## Reading text

╔══

It’s Back to School time, which means it’s time you get a handle on how to make the best sandwiches.
It’s back to school time, which means it’s also the time of year that parents and guardians are getting lunches ready for their children and themselves. I grew up with a dad who made the best sandwiches on earth. I don’t say this lightly. The man has a gift for making incredible sandwiches. Maybe it’s because he was a teacher for 40 years and sandwiches are a great whole meal to get a teacher from lunchtime to that final bell. Whatever the reason, I’m so grateful to have been born into a family where sandwiches were not just something slopped together. There was diligence and intention put into them.
So, not only am I going to reveal some of the tricks I’ve learned along the way, but I’m going to reveal a huge secret element that not only works in sandwiches but for any meal of the day. You’re welcome, friends.
Dad’s Sandwich Tips
You must use high-quality bread.

╚══

## Short exercise A
Repeat the sandwich article word for word, everything from "It’s Back to School time, which means it’s time" down to "put into them.".
## Short exercise B
Answer these questions from the sandwich article:
(i) For how many years was the writer's dad a teacher?
(ii) Besides sandwiches, where does the writer say the secret element works?
(iii) What kind of bread does the article say you must use?

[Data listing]
╔══

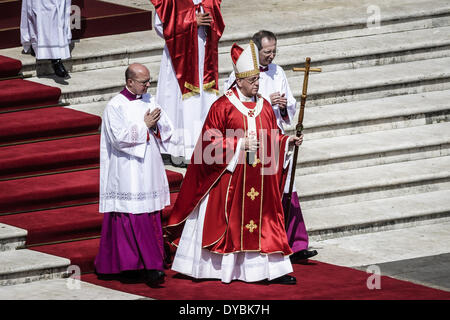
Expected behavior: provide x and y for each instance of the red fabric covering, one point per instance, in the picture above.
(180, 34)
(44, 123)
(226, 214)
(23, 93)
(9, 67)
(48, 191)
(98, 18)
(174, 179)
(58, 224)
(315, 281)
(81, 253)
(47, 156)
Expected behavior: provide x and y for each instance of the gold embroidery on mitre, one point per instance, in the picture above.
(256, 161)
(251, 226)
(255, 70)
(252, 193)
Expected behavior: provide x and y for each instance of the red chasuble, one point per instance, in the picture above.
(244, 210)
(180, 34)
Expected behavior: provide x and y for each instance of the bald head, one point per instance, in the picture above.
(134, 70)
(137, 77)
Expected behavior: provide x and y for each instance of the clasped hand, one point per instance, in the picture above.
(279, 99)
(204, 19)
(294, 140)
(152, 117)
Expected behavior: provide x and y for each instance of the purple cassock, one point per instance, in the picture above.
(296, 233)
(130, 242)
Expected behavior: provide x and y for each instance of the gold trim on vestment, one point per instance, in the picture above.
(209, 87)
(243, 187)
(262, 152)
(251, 226)
(252, 194)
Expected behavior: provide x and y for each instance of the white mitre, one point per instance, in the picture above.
(245, 61)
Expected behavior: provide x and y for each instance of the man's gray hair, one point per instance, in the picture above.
(129, 73)
(257, 37)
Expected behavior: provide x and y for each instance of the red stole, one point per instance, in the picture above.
(180, 34)
(244, 211)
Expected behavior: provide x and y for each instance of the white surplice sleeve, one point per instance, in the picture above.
(124, 135)
(159, 26)
(289, 96)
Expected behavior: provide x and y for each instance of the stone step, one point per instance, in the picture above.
(430, 241)
(358, 52)
(374, 115)
(374, 82)
(373, 149)
(24, 266)
(327, 88)
(11, 237)
(348, 53)
(63, 289)
(314, 21)
(376, 182)
(377, 215)
(104, 52)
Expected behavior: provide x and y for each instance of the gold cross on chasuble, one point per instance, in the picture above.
(252, 194)
(251, 226)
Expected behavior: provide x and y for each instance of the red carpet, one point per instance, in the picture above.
(315, 281)
(46, 123)
(64, 207)
(58, 224)
(9, 67)
(97, 19)
(18, 93)
(49, 156)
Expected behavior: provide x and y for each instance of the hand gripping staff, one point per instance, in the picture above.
(299, 129)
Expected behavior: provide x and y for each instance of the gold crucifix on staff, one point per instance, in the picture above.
(299, 128)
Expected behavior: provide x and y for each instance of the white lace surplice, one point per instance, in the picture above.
(132, 174)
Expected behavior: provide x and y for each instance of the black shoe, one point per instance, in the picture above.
(286, 279)
(59, 69)
(155, 277)
(178, 162)
(303, 255)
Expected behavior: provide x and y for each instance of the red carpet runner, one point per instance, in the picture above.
(49, 186)
(97, 19)
(316, 281)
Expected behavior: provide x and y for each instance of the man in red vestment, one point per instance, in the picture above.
(188, 77)
(228, 219)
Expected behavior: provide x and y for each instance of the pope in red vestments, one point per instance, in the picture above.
(230, 199)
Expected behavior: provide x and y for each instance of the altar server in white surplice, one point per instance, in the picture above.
(274, 87)
(188, 76)
(133, 182)
(45, 31)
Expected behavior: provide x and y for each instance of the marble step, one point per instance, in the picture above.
(358, 52)
(24, 266)
(327, 88)
(63, 289)
(374, 82)
(11, 237)
(313, 21)
(373, 149)
(356, 117)
(407, 246)
(146, 46)
(388, 113)
(347, 53)
(375, 182)
(377, 215)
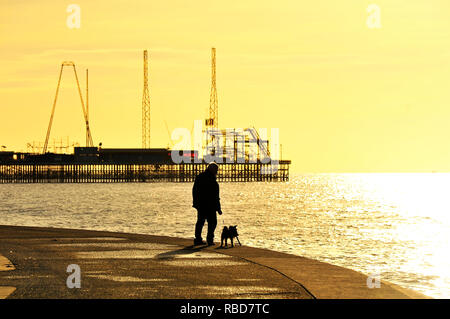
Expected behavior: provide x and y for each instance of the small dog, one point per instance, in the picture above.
(229, 232)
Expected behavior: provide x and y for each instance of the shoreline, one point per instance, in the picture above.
(279, 275)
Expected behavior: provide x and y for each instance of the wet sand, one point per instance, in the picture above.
(121, 265)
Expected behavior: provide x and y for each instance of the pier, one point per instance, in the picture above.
(125, 166)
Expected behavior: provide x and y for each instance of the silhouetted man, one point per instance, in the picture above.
(205, 194)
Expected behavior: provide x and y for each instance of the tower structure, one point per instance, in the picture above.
(146, 106)
(213, 121)
(89, 142)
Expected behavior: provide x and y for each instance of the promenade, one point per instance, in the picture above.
(34, 261)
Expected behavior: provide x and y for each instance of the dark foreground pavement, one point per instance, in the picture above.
(119, 265)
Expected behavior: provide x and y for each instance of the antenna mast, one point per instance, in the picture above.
(146, 106)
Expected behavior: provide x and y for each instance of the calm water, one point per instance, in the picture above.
(396, 225)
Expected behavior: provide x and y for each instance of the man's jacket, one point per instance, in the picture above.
(205, 192)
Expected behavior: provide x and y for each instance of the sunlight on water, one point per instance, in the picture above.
(396, 225)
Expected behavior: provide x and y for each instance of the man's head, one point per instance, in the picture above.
(213, 168)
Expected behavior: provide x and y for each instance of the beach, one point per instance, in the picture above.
(125, 265)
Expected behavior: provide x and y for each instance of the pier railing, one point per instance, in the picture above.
(127, 173)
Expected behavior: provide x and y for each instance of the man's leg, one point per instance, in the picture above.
(199, 226)
(212, 223)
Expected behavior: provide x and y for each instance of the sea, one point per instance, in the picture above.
(392, 226)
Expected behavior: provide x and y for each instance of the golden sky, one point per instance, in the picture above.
(346, 98)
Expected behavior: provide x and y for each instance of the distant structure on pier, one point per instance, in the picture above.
(243, 155)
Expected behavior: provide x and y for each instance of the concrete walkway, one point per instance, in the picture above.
(119, 265)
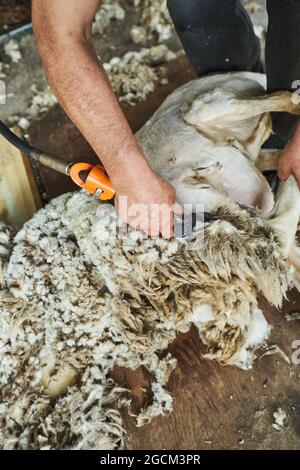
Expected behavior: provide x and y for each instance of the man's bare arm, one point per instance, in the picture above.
(63, 29)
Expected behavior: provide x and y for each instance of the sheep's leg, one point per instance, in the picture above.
(294, 261)
(268, 160)
(222, 108)
(285, 216)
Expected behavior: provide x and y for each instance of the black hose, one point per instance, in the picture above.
(15, 140)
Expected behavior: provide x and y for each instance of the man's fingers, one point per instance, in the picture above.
(284, 169)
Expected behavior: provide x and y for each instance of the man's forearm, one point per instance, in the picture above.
(81, 86)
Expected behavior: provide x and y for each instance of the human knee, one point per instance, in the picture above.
(190, 14)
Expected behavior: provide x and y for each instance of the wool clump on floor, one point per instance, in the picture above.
(76, 299)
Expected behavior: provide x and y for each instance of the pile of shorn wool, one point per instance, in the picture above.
(77, 299)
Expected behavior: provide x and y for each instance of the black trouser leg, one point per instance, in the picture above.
(217, 35)
(283, 62)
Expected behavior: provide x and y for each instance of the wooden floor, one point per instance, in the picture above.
(214, 407)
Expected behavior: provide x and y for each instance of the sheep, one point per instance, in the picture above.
(81, 292)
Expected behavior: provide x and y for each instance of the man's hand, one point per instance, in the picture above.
(289, 162)
(63, 30)
(147, 202)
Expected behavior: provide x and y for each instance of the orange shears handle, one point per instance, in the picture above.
(95, 180)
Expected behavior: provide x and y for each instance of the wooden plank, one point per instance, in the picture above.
(19, 197)
(217, 407)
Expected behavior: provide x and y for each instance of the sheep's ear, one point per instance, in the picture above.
(267, 160)
(220, 108)
(284, 217)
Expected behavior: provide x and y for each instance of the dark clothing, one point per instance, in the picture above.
(218, 36)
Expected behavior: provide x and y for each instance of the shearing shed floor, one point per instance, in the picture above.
(215, 407)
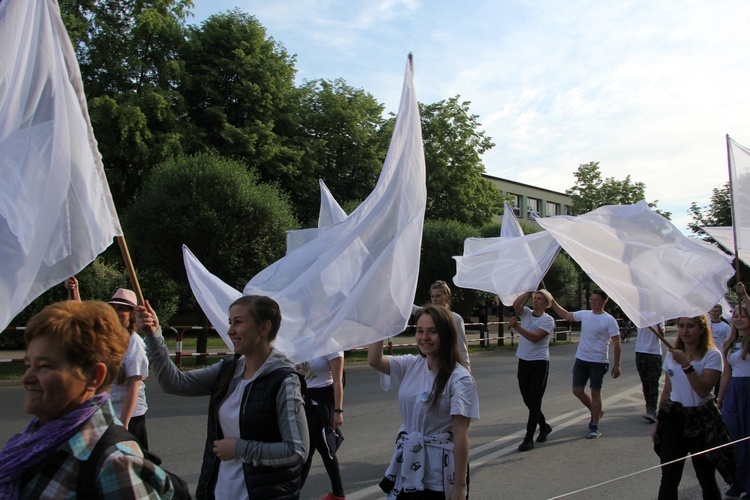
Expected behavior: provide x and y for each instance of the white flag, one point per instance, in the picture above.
(508, 267)
(56, 211)
(643, 262)
(353, 283)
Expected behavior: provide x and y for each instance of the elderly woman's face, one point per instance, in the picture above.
(53, 386)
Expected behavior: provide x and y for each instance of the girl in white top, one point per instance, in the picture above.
(535, 328)
(440, 295)
(688, 419)
(734, 393)
(438, 399)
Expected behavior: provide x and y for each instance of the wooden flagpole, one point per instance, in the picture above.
(131, 270)
(657, 331)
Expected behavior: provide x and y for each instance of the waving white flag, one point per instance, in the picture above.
(643, 262)
(56, 211)
(354, 281)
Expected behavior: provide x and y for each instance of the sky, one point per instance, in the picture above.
(648, 88)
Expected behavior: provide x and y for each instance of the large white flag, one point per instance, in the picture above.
(507, 266)
(354, 282)
(56, 211)
(643, 262)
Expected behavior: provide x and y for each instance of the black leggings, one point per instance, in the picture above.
(317, 442)
(532, 380)
(674, 444)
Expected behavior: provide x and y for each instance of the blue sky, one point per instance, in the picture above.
(647, 88)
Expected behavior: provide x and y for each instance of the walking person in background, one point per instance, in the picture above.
(598, 330)
(324, 407)
(734, 394)
(688, 420)
(720, 331)
(440, 295)
(535, 328)
(257, 437)
(438, 399)
(648, 361)
(127, 392)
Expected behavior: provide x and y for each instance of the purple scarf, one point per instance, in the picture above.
(29, 449)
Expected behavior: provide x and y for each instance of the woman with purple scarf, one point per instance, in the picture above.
(73, 352)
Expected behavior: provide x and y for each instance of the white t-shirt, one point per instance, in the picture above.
(682, 391)
(231, 480)
(740, 367)
(135, 364)
(647, 342)
(597, 331)
(720, 332)
(317, 372)
(413, 379)
(533, 351)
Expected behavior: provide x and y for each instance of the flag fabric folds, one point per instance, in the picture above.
(56, 210)
(643, 262)
(353, 283)
(507, 266)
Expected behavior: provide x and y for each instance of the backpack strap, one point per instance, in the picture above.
(87, 472)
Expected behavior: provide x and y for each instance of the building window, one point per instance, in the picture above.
(532, 205)
(517, 204)
(552, 209)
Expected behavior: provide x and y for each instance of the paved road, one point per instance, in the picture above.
(566, 463)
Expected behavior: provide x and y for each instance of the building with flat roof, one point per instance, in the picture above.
(527, 198)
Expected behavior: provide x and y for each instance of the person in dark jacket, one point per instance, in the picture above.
(257, 437)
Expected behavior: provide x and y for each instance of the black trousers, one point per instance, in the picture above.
(532, 381)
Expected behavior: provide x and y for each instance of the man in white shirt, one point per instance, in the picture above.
(598, 330)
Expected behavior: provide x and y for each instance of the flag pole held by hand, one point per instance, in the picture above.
(131, 270)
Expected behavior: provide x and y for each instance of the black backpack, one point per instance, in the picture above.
(115, 434)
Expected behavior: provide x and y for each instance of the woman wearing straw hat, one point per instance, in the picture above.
(534, 326)
(128, 392)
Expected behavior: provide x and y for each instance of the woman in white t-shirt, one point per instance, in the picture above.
(324, 408)
(535, 328)
(688, 420)
(438, 399)
(734, 394)
(128, 392)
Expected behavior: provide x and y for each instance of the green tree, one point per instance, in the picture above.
(240, 95)
(232, 222)
(453, 145)
(717, 213)
(128, 52)
(343, 143)
(591, 191)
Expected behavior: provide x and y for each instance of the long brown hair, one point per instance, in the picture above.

╚══

## Task answer A
It’s Back to School time, which means it’s time you get a handle on how to make the best sandwiches.
It’s back to school time, which means it’s also the time of year that parents and guardians are getting lunches ready for their children and themselves. I grew up with a dad who made the best sandwiches on earth. I don’t say this lightly. The man has a gift for making incredible sandwiches. Maybe it’s because he was a teacher for 40 years and sandwiches are a great whole meal to get a teacher from lunchtime to that final bell. Whatever the reason, I’m so grateful to have been born into a family where sandwiches were not just something slopped together. There was diligence and intention put into them.

## Task answer B
(i) 40 years
(ii) In any meal of the day
(iii) High-quality bread